● About this task
Exactly reproduce the lines from the line containing "If you could pin the shoreline" to the end of the data below, inclusive, and nothing else.

BEGIN

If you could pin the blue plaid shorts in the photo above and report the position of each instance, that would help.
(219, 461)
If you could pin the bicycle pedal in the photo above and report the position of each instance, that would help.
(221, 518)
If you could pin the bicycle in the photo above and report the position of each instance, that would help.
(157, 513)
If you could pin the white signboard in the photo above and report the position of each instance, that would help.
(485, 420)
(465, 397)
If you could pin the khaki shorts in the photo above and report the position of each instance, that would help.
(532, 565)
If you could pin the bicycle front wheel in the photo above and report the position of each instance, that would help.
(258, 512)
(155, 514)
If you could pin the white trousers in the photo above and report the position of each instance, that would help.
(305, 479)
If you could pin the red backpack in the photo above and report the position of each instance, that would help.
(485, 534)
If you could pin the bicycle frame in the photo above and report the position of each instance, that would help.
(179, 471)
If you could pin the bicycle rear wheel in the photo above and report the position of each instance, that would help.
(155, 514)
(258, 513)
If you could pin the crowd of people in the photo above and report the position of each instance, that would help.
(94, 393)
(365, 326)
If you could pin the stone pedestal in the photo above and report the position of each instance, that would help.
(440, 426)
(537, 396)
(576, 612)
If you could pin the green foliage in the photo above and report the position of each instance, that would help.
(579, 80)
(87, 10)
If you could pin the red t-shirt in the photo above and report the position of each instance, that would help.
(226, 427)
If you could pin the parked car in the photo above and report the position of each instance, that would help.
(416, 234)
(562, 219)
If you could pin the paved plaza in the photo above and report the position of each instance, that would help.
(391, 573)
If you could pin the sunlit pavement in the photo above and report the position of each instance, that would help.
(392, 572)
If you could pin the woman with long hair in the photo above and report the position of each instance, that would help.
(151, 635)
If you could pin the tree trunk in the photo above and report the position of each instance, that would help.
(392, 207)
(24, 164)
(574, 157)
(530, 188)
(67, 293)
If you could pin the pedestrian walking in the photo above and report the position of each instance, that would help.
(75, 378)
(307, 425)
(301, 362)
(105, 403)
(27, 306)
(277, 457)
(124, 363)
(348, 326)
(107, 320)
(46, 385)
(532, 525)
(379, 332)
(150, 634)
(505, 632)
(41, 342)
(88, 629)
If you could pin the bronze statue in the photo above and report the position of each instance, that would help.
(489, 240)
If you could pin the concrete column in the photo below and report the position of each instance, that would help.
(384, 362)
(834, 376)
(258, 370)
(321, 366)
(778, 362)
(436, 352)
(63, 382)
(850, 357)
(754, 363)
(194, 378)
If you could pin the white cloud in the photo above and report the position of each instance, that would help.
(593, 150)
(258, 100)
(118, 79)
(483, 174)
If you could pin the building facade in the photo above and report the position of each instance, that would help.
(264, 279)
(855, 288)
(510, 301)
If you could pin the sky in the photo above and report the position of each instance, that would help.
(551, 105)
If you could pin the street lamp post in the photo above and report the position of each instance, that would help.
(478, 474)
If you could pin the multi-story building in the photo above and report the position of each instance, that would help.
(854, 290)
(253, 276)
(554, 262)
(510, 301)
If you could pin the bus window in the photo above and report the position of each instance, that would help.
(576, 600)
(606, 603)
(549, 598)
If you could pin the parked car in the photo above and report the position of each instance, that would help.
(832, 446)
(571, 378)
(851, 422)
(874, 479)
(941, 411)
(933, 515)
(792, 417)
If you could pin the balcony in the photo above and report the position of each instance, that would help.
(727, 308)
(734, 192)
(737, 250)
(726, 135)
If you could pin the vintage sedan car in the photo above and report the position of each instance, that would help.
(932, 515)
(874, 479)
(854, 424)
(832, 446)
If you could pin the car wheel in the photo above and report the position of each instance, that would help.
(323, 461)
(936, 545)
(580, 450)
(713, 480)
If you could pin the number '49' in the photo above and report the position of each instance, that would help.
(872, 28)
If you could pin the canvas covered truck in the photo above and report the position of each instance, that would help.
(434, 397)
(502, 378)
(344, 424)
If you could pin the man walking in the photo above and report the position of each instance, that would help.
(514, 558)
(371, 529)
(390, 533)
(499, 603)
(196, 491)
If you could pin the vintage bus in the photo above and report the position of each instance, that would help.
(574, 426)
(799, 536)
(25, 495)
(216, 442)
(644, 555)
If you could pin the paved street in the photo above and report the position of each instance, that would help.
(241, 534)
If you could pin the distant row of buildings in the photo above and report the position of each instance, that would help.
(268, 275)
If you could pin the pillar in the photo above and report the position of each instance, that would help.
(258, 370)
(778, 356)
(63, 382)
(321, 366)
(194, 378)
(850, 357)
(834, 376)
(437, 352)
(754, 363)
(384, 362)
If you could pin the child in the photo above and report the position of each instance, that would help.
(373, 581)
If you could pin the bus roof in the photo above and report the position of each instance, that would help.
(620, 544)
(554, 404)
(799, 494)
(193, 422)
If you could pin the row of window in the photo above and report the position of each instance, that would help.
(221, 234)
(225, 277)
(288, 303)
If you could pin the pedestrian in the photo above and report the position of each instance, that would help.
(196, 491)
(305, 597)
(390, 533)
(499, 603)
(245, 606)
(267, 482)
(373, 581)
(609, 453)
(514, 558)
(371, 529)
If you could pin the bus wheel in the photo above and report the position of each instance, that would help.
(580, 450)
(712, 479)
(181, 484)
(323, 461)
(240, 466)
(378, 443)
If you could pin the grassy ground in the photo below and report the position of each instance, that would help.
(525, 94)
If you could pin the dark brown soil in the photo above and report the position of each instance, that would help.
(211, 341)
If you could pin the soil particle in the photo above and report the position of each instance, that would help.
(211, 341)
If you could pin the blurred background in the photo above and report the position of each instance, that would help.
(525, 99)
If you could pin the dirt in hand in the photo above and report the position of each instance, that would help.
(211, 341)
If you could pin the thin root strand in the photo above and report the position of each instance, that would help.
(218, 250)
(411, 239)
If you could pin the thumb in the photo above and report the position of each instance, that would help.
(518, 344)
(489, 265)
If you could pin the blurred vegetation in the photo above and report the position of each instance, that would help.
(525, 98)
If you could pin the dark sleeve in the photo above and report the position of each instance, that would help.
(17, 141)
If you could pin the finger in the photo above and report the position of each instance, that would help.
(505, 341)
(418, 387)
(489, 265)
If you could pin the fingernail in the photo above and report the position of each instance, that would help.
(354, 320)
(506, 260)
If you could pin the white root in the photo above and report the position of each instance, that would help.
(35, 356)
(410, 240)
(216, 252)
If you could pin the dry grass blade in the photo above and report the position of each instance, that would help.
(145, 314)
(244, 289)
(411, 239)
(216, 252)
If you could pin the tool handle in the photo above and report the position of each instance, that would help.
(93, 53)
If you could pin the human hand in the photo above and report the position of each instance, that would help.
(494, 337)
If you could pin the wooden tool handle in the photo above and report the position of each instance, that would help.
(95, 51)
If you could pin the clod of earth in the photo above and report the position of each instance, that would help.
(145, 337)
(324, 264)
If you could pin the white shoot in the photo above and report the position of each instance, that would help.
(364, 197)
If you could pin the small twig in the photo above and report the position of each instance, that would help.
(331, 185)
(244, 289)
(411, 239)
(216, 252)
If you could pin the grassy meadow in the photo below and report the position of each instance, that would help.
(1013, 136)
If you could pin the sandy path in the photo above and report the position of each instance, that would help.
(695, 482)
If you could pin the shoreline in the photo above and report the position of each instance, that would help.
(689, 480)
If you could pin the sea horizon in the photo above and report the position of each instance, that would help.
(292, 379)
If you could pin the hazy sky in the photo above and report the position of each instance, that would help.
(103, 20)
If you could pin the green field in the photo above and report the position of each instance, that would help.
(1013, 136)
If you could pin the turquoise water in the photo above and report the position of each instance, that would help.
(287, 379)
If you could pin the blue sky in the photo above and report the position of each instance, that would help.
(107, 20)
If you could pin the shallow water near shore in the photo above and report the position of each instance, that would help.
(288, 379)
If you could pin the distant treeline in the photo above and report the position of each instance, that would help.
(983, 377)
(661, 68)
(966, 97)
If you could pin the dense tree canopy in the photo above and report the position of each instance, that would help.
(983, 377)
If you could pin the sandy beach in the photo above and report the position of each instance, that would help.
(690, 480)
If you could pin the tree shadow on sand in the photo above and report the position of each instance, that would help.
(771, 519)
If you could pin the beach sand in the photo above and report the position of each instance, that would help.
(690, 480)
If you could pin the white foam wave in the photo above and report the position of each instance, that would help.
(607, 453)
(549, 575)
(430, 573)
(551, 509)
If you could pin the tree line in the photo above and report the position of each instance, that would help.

END

● Solved exercise
If you could pin the shoreline in the photo above and report the position of each instance, that would help.
(689, 480)
If you could pin the sea horizon in the photo above and report the position of each instance, that would help.
(292, 379)
If you could pin the hazy sky in the photo above and report the position of each instance, that would help.
(103, 20)
If you could pin the green field in the photo above and report the position of each instance, that would help.
(1013, 136)
If you could pin the turquoise water in the photo above and report the position of each instance, that would help.
(287, 379)
If you could pin the blue sky in the photo above and report the position of each instance, that would help.
(107, 20)
If you could pin the shallow water near shore in the photo above and report the position of each instance, that would help.
(288, 379)
If you could pin the distant treeline in the photo above and report the position of each instance, that would help.
(983, 377)
(661, 68)
(966, 97)
If you could pin the dense tree canopy in the photo above and report the position of each instance, that would help.
(983, 377)
If you could pin the sandy beach in the photo above and report the position of each instance, that would help.
(690, 480)
If you could pin the tree shadow on sand in the photo above and report the position of each instance, that would help.
(771, 519)
If you could pin the beach sand in the photo above and report the position of each instance, that would help.
(690, 480)
If you could pin the white foam wave in the photo above and report the position of each instance, that would help.
(607, 453)
(549, 575)
(430, 573)
(551, 509)
If you could pin the tree line in the photo above and report the position of each instance, that would help.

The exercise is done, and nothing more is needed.